## REQUIREMENT
Without including any picture, write out the entries exactly as they stand.

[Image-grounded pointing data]
___

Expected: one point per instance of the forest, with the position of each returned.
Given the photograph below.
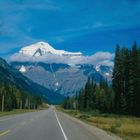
(122, 96)
(13, 97)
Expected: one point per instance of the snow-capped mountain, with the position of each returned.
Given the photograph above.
(61, 71)
(22, 69)
(43, 48)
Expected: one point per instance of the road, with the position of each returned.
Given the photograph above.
(48, 125)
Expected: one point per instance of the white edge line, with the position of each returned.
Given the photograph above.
(65, 137)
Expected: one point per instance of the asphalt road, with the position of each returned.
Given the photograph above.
(48, 125)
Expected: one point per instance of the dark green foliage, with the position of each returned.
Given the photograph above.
(124, 95)
(126, 80)
(16, 98)
(97, 97)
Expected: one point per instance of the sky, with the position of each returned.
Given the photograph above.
(88, 26)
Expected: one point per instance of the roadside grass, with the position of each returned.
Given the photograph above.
(15, 111)
(20, 111)
(126, 127)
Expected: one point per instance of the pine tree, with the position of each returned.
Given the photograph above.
(116, 82)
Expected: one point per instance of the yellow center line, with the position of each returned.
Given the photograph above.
(5, 132)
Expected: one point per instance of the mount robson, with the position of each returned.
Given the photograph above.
(60, 73)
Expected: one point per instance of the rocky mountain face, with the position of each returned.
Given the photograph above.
(60, 71)
(12, 76)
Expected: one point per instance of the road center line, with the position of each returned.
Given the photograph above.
(5, 132)
(65, 137)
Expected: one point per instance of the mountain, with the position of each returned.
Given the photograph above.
(43, 48)
(12, 76)
(61, 71)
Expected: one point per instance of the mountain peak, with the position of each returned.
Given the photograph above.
(43, 48)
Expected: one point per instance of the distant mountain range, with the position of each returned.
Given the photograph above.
(61, 71)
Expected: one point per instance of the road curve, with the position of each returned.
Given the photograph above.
(48, 125)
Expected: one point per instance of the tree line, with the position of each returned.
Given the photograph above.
(12, 97)
(122, 96)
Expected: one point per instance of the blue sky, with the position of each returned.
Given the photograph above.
(88, 26)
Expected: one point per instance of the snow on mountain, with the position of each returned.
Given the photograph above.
(22, 69)
(43, 48)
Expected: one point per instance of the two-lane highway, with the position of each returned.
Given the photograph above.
(48, 125)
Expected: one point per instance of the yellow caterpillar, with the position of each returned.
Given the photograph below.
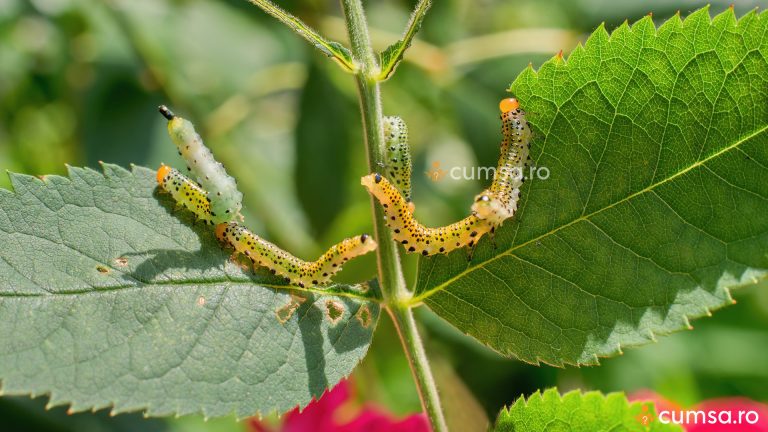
(489, 209)
(297, 271)
(261, 252)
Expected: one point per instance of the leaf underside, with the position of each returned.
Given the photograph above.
(656, 142)
(111, 299)
(574, 411)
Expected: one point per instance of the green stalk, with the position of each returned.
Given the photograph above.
(391, 279)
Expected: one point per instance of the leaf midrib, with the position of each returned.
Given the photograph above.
(426, 294)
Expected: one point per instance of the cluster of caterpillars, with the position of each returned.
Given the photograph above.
(214, 199)
(489, 209)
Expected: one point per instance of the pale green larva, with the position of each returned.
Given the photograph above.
(397, 162)
(226, 200)
(185, 192)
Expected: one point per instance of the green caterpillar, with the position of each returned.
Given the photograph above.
(398, 156)
(226, 200)
(489, 209)
(297, 271)
(185, 192)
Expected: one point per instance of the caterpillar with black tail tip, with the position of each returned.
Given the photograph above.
(190, 195)
(489, 209)
(295, 270)
(185, 192)
(226, 200)
(398, 156)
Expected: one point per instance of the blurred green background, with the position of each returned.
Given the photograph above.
(80, 81)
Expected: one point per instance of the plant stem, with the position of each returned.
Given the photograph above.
(391, 279)
(390, 271)
(417, 358)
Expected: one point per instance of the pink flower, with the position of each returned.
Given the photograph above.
(335, 411)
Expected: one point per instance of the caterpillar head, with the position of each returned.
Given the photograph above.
(508, 105)
(487, 207)
(162, 172)
(364, 244)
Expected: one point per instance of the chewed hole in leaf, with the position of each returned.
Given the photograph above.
(334, 310)
(363, 316)
(285, 312)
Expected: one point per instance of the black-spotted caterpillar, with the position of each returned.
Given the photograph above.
(225, 199)
(190, 195)
(398, 156)
(185, 192)
(489, 210)
(297, 271)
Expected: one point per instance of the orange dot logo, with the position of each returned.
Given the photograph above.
(645, 418)
(436, 173)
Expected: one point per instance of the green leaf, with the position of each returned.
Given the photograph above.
(393, 54)
(655, 206)
(574, 411)
(332, 49)
(109, 299)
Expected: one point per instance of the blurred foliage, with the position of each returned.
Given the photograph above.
(80, 80)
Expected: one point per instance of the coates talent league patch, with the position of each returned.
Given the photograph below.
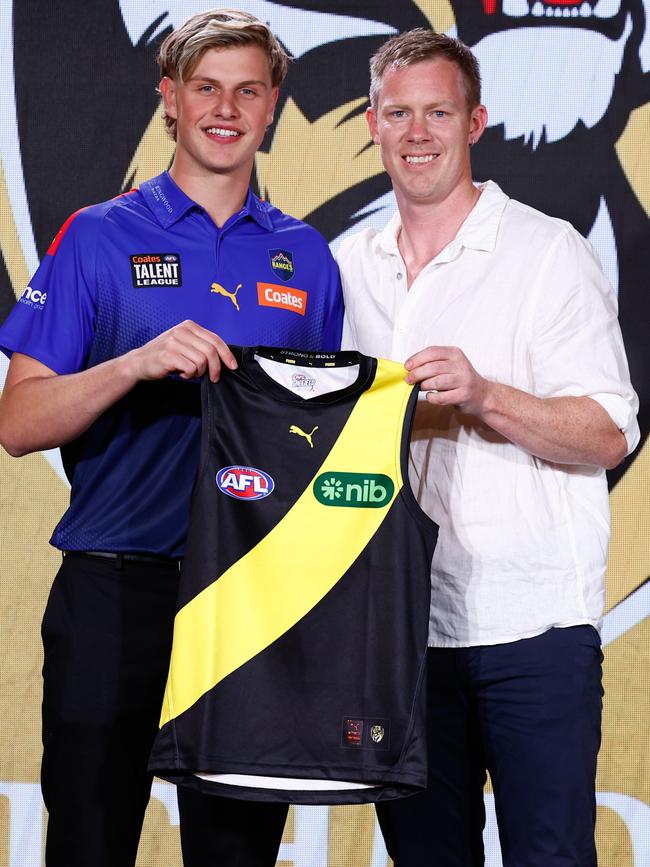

___

## YOUR RESPONSE
Expected: one point per instance of the forest, with the position of each returned.
Given the photograph below.
(122, 96)
(13, 97)
Expected: one point per instance of the snow-capped mountain, with the position of each returned.
Given the photograph above.
(61, 71)
(22, 69)
(43, 48)
Expected: one point per instance of the road, with the position of each returned.
Given the photograph above.
(48, 125)
Expected: one point per instance of the white edge line, with the position of each returned.
Given the photograph above.
(65, 137)
Expected: one point per instance of the asphalt road, with the position of each returned.
Given the photograph above.
(48, 125)
Expected: one point per instance of the dark green foliage, with the position of each returned.
Given the photograph above.
(124, 95)
(126, 80)
(16, 98)
(97, 97)
Expected: one point per instance of the sky, with the position of each returned.
Given the photograph above.
(88, 26)
Expected: one point per instance of the roadside grass, with the position of each returned.
Given the photograph above.
(15, 111)
(20, 111)
(126, 127)
Expected: one point per instance of the pine tree, with the position of each returned.
Given the photograph above.
(116, 82)
Expected: one point per instance of the yellow center line, with the position of each returned.
Given the photograph above.
(5, 132)
Expected: one point per instance of the mount robson, with the position of each returned.
Given the photograph above.
(60, 73)
Expected: one point per instance of the rocky mountain face, with the position of each returned.
Given the photograph above.
(60, 71)
(12, 76)
Expected: one point per instance of the road center line, with the position of each returned.
Given the photograph above.
(5, 132)
(65, 137)
Expected: one point per instance of the mountain, with the position of each returned.
Given the photograph above.
(43, 48)
(12, 76)
(61, 71)
Expected: one point per instance of the mountain peak, with the position of each returned.
Given the photograph above.
(43, 48)
Expected: one point per instance of the distant mountain range, with the position of each returned.
Given the photograph above.
(61, 71)
Expected: one point per instance of the road curve, with the position of each returned.
Given the photograph above.
(48, 125)
Expected: one point per instance of the tree line, with the position of each returned.
Given the photograph above.
(12, 97)
(122, 96)
Expected: one point per instance of the blue sky, with the position of each returned.
Given the photograph above.
(88, 26)
Expected: one point per instance of the snow on mountain, with the position of each returned.
Given the photograph above.
(22, 69)
(43, 48)
Expected: one point per instance of the two-lane highway, with the position of each returned.
Given the photograph above.
(48, 125)
Expected: one point per instance of the yellow caterpillar, with the position of each returned.
Given the photograph below.
(489, 209)
(297, 271)
(261, 252)
Expected: one point per instance of the leaf underside, with the position of each returned.
Given the photograph above.
(656, 142)
(111, 299)
(574, 411)
Expected: one point per instance of the green stalk, with the position of each returned.
Given the photograph above.
(391, 279)
Expected: one point per instance of the leaf midrib, with the position of each returned.
Given the photograph above.
(426, 294)
Expected: one point per instance of the cluster of caterpillars, with the position of each returned.
Given the photograph above.
(214, 199)
(489, 209)
Expected: one point per instance of the pale green larva, with the position of each returned.
Given the photograph above.
(397, 162)
(226, 200)
(185, 192)
Expected: one point per instance of the green caterpillar, with the position of each returned.
Given the photograph above.
(398, 156)
(226, 200)
(489, 209)
(297, 271)
(185, 192)
Expected: one point per instance of the caterpillar with black tail tip, with the position of each returned.
Given the photograph above.
(190, 195)
(489, 209)
(295, 270)
(185, 192)
(226, 200)
(398, 156)
Expected: one point per instance of the blurred green background, with the position of each returned.
Given the photograph above.
(80, 81)
Expected: one point per instance of the plant stem, with the position of each returned.
Given the photograph above.
(391, 279)
(390, 271)
(417, 358)
Expected: one point per instance of the pink flower, with the position of each returned.
Given the photograph above.
(335, 411)
Expected: one point per instance of the caterpillar head, with the position of each returned.
Given the photograph above.
(508, 105)
(487, 207)
(162, 172)
(364, 244)
Expected: one point per instance of the chewed hole in leaf, with the position of each returned.
Given the photograph above.
(334, 310)
(363, 316)
(285, 312)
Expected: one point per instance of the black-spotted caterpillar, with the position of each returned.
Given the photograph above.
(225, 199)
(190, 195)
(398, 156)
(185, 192)
(489, 210)
(297, 271)
Expected: one point per instance of the orange dot logo, with the position of each returned.
Given the photograph above.
(645, 418)
(436, 173)
Expected: one point per instance of the green leaf, with the position of each returned.
Given the photograph above.
(393, 54)
(655, 206)
(574, 411)
(332, 49)
(109, 299)
Expected: one point per instance of the blurred foliage, with the position of each returned.
Given the photograph above.
(80, 80)
Expected: one point per instance of the coates talent league patch, with the position of each returned.
Given the photograph below.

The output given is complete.